AVAILABLE DATA:
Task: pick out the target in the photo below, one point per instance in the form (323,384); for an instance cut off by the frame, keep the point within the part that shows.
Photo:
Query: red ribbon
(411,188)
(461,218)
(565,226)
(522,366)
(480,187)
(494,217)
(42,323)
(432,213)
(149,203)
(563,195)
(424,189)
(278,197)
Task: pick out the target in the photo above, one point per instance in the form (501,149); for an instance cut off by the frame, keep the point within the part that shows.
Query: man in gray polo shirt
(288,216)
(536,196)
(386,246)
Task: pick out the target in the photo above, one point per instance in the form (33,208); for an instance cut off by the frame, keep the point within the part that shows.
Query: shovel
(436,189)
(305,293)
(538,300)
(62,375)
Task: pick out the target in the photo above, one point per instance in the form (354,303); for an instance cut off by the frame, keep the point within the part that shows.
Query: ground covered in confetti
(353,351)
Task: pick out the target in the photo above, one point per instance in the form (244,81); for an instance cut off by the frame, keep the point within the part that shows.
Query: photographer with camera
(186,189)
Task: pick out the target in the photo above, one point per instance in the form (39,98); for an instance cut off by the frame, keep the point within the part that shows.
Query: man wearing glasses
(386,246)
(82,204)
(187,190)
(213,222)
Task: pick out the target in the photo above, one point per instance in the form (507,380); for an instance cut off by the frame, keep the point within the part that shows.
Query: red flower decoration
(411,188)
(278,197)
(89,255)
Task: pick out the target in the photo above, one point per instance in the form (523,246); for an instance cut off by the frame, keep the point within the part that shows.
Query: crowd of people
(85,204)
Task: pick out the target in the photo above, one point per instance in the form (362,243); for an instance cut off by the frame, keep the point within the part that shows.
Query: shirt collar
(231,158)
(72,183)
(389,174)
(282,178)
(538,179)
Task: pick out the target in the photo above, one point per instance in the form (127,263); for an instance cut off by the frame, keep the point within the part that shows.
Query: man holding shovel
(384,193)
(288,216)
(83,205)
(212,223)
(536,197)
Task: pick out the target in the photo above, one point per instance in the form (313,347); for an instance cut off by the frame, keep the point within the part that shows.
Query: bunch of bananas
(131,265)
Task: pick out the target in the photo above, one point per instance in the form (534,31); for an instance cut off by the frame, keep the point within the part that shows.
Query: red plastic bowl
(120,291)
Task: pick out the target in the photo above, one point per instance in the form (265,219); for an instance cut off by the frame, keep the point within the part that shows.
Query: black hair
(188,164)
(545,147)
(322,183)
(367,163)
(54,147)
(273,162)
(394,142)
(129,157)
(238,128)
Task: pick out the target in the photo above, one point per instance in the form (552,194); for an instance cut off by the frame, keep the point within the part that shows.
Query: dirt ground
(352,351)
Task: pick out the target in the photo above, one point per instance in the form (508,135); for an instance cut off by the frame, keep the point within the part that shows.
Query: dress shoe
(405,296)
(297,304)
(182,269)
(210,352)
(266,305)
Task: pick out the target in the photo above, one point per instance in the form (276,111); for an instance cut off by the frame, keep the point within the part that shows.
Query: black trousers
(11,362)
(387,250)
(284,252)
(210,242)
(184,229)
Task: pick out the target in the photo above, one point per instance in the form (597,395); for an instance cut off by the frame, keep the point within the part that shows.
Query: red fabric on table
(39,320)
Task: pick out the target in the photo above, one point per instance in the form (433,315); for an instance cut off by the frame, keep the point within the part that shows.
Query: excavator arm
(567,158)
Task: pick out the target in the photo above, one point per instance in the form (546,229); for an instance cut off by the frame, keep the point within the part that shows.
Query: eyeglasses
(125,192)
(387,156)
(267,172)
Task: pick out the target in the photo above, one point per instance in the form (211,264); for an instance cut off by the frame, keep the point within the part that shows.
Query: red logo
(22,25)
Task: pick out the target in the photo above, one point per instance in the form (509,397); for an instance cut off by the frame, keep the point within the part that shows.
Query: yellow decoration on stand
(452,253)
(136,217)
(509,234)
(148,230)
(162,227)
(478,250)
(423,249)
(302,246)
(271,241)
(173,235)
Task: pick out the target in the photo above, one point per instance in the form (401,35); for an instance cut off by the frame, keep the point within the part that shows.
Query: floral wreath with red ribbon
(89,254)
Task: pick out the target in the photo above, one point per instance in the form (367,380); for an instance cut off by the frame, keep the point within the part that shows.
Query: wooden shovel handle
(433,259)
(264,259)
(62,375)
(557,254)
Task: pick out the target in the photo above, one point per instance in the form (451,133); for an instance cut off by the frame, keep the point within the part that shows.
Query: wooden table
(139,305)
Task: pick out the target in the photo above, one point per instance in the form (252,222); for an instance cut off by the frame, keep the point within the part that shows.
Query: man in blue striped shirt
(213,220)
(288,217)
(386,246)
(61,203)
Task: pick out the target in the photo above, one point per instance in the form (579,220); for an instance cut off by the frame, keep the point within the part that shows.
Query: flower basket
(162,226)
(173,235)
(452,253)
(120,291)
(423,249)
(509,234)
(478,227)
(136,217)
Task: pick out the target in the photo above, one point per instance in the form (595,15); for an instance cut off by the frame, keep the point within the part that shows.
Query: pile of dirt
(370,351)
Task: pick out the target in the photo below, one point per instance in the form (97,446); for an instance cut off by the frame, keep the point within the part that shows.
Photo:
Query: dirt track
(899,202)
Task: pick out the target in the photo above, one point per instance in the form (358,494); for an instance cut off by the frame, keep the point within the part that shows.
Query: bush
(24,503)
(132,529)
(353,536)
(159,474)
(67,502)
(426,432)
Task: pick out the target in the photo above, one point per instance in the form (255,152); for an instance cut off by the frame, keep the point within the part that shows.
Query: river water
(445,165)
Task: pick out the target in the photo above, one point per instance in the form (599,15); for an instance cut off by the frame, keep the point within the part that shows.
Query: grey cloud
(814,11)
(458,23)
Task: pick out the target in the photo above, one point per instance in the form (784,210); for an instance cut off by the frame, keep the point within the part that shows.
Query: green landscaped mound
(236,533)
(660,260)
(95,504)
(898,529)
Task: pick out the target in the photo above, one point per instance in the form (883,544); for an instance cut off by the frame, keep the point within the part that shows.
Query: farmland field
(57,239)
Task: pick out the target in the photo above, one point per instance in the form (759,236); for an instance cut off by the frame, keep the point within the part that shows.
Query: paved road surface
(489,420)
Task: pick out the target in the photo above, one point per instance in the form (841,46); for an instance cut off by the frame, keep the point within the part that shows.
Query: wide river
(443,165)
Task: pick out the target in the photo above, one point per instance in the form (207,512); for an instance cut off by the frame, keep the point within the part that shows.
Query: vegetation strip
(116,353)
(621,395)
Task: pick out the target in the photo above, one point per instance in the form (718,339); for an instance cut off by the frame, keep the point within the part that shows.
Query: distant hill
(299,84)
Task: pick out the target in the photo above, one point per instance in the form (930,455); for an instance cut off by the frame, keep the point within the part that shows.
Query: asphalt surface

EXERCISE AIM:
Please recast the records above as a Markdown table with two columns, Row for the row number and Text for the line. Include every line of every record, leaving out blank lines.

THE REPLY:
| Row | Text |
|---|---|
| 1 | Task: pick out the target in the photo below, one point per instance in the form (323,384); for an instance cut off by the frame, keep the point within the part that shows. |
| 2 | Photo: |
| 3 | Query: red ribbon |
| 4 | (411,188) |
| 5 | (461,218) |
| 6 | (565,226) |
| 7 | (522,366) |
| 8 | (480,187) |
| 9 | (494,217) |
| 10 | (42,323) |
| 11 | (432,213) |
| 12 | (149,203) |
| 13 | (563,195) |
| 14 | (424,189) |
| 15 | (278,197) |
| 16 | Task: pick out the target in the photo above, one point per instance in the form (501,149); for an instance cut off by the frame, keep the point within the part that shows. |
| 17 | Query: man in gray polo shirt |
| 18 | (288,216) |
| 19 | (536,196) |
| 20 | (386,246) |
| 21 | Task: pick out the target in the photo above, one point per instance in the form (33,208); for an instance cut off by the frame, keep the point within the part that shows. |
| 22 | Query: shovel |
| 23 | (436,189) |
| 24 | (305,293) |
| 25 | (538,300) |
| 26 | (62,375) |
| 27 | Task: pick out the target in the photo above, one point per instance in the form (354,303); for an instance cut off by the frame, keep the point within the part that shows. |
| 28 | Query: ground covered in confetti |
| 29 | (353,351) |
| 30 | Task: pick out the target in the photo above, one point per instance in the form (244,81); for an instance cut off by the frame, keep the point within the part that shows. |
| 31 | Query: photographer with camera |
| 32 | (186,189) |
| 33 | Task: pick out the target in the photo above, one point per instance in the form (39,98); for an instance cut off by the frame, keep the point within the part that shows. |
| 34 | Query: man wearing glasses |
| 35 | (386,246) |
| 36 | (82,204) |
| 37 | (187,190) |
| 38 | (213,222) |
| 39 | Task: pick out the target in the photo above, one point per instance in the form (507,380); for an instance cut off by the frame, keep the point within the part that shows. |
| 40 | Query: red flower decoration |
| 41 | (411,188) |
| 42 | (278,197) |
| 43 | (89,255) |
| 44 | Task: pick out the target in the photo above, one point per instance in the form (523,246); for an instance cut off by the frame, keep the point within the part that shows. |
| 45 | Query: crowd of people |
| 46 | (85,204) |
| 47 | Task: pick out the target in the photo above, one point per instance in the form (362,243); for an instance cut off by the frame, keep the point within the part that shows. |
| 48 | Query: shirt collar |
| 49 | (231,158) |
| 50 | (72,183) |
| 51 | (389,174) |
| 52 | (282,178) |
| 53 | (538,179) |
| 54 | Task: pick out the target in the photo above, one point per instance in the form (127,263); for an instance cut off by the frame, keep the point within the part that shows. |
| 55 | Query: man holding shovel |
| 56 | (384,193) |
| 57 | (288,216) |
| 58 | (83,205) |
| 59 | (212,223) |
| 60 | (536,197) |
| 61 | Task: pick out the target in the photo above, one point per instance in the form (313,347); for an instance cut off by the frame, keep the point within the part that shows. |
| 62 | Query: bunch of bananas |
| 63 | (131,265) |
| 64 | Task: pick out the target in the photo above, one point per instance in the form (534,31); for an instance cut off by the frame, keep the point within the part that shows. |
| 65 | Query: red plastic bowl |
| 66 | (120,291) |
| 67 | Task: pick out the target in the photo above, one point per instance in the form (265,219); for an instance cut off by the frame, keep the point within the part that shows. |
| 68 | Query: black hair |
| 69 | (188,164) |
| 70 | (545,147) |
| 71 | (322,183) |
| 72 | (367,163) |
| 73 | (54,147) |
| 74 | (273,162) |
| 75 | (394,142) |
| 76 | (129,157) |
| 77 | (238,128) |
| 78 | Task: pick out the target in the photo above, one point per instance in the form (552,194); for an instance cut off by the frame, keep the point within the part that shows. |
| 79 | Query: dirt ground |
| 80 | (352,351) |
| 81 | Task: pick out the target in the photo above, one point per instance in the form (508,135); for an instance cut off by the frame, keep the point within the part that shows. |
| 82 | Query: dress shoe |
| 83 | (405,296) |
| 84 | (297,304) |
| 85 | (182,269) |
| 86 | (210,352) |
| 87 | (266,305) |
| 88 | Task: pick out the target in the photo above, one point per instance in the form (276,111); for an instance cut off by the frame, keep the point within the part that shows. |
| 89 | Query: black trousers |
| 90 | (11,362) |
| 91 | (387,250) |
| 92 | (284,252) |
| 93 | (210,242) |
| 94 | (184,229) |
| 95 | Task: pick out the target in the photo above, one point per instance in the form (597,395); for an instance cut off by the frame, keep the point within the part that shows. |
| 96 | Query: red fabric on table |
| 97 | (39,320) |
| 98 | Task: pick out the target in the photo above, one point per instance in the form (433,315); for an instance cut off by the frame, keep the point within the part that shows. |
| 99 | Query: excavator arm |
| 100 | (567,158) |
| 101 | Task: pick out the target in the photo above, one point per instance in the form (546,229); for an instance cut off by the frame, keep the point within the part that shows. |
| 102 | Query: eyeglasses |
| 103 | (125,192) |
| 104 | (387,156) |
| 105 | (267,172) |
| 106 | Task: pick out the target in the photo above, one point per instance in the form (211,264); for an instance cut off by the frame, keep the point within the part that shows. |
| 107 | Query: red logo |
| 108 | (22,25) |
| 109 | Task: pick out the target in the photo above, one point per instance in the form (509,397); for an instance cut off by the frame, keep the point within the part that shows. |
| 110 | Query: yellow decoration on stand |
| 111 | (452,253) |
| 112 | (136,217) |
| 113 | (509,234) |
| 114 | (148,230) |
| 115 | (162,227) |
| 116 | (478,250) |
| 117 | (423,249) |
| 118 | (302,246) |
| 119 | (271,241) |
| 120 | (173,235) |
| 121 | Task: pick out the target in the photo above, one point per instance in the form (401,35); for an instance cut off by the frame, keep the point within the part that shows. |
| 122 | Query: floral wreath with red ribbon |
| 123 | (89,254) |
| 124 | Task: pick out the target in the photo above, one point per instance in the form (367,380); for an instance cut off by the frame, keep the point within the part that shows. |
| 125 | Query: wooden shovel handle |
| 126 | (433,259) |
| 127 | (264,259) |
| 128 | (62,375) |
| 129 | (557,254) |
| 130 | Task: pick out the target in the photo above, one point per instance in the form (451,133); for an instance cut off by the frame, keep the point within the part that shows. |
| 131 | Query: wooden table |
| 132 | (139,305) |
| 133 | Task: pick out the target in the photo above, one point per instance in the form (252,222); for an instance cut off by the frame, keep the point within the part that shows. |
| 134 | Query: man in blue striped shirt |
| 135 | (213,220) |
| 136 | (288,217) |
| 137 | (386,246) |
| 138 | (61,203) |
| 139 | Task: pick out the target in the photo above, one point per instance in the form (579,220); for an instance cut off by the frame, keep the point within the part that shows. |
| 140 | Query: flower basket |
| 141 | (162,226) |
| 142 | (173,235) |
| 143 | (452,253) |
| 144 | (120,291) |
| 145 | (423,249) |
| 146 | (509,234) |
| 147 | (478,227) |
| 148 | (136,217) |
| 149 | Task: pick out the target in the photo above, one point per instance in the form (595,15); for an instance cut off by the frame, keep the point within the part that shows. |
| 150 | Query: pile of dirt |
| 151 | (370,351) |
| 152 | Task: pick out the target in the photo below, one point per instance in the form (97,446); for an instance cut off by the frame, keep the point within the part that shows. |
| 153 | Photo: |
| 154 | Query: dirt track |
| 155 | (899,202) |
| 156 | Task: pick out the target in the photo above, one point per instance in the form (358,494); for an instance cut off by the frame, keep the point within the part that shows. |
| 157 | Query: bush |
| 158 | (24,503) |
| 159 | (132,529) |
| 160 | (353,536) |
| 161 | (159,474) |
| 162 | (67,502) |
| 163 | (426,432) |
| 164 | Task: pick out the target in the photo above, one point per instance in the form (255,152); for an instance cut off by the frame, keep the point within the part that shows. |
| 165 | Query: river water |
| 166 | (445,165) |
| 167 | Task: pick out the target in the photo above, one point per instance in the form (599,15); for an instance cut off by the frame, keep the point within the part that shows. |
| 168 | Query: grey cloud |
| 169 | (814,11) |
| 170 | (458,23) |
| 171 | Task: pick out the target in the photo above, one point per instance in the form (784,210); for an instance cut off by the frame, keep the point within the part that shows. |
| 172 | Query: green landscaped mound |
| 173 | (236,533) |
| 174 | (660,260) |
| 175 | (95,504) |
| 176 | (898,529) |
| 177 | Task: pick out the target in the photo above, one point per instance in the form (883,544); for an instance cut off by the frame, keep the point within the part that shows. |
| 178 | Query: farmland field |
| 179 | (57,239) |
| 180 | Task: pick out the target in the photo above, one point per instance in the form (759,236); for an instance cut off by the frame, keep the point within the part that shows. |
| 181 | Query: paved road surface |
| 182 | (489,420) |
| 183 | Task: pick out the target in the photo above, one point per instance in the form (841,46); for an instance cut off by the frame, keep the point within the part that shows. |
| 184 | Query: wide river |
| 185 | (443,165) |
| 186 | Task: pick out the target in the photo above, one point per instance in the form (207,512); for an instance cut off by the frame, keep the point within the part that shows. |
| 187 | Query: vegetation strip |
| 188 | (116,353) |
| 189 | (621,395) |
| 190 | Task: pick out the target in the photo above, one point per instance in the form (718,339); for an instance cut off by the frame, keep the point within the part that shows. |
| 191 | Query: distant hill |
| 192 | (299,84) |
| 193 | Task: pick out the target in the photo above, one point per instance in the form (930,455); for an instance cut off by the frame, keep the point within the part that shows. |
| 194 | Query: asphalt surface |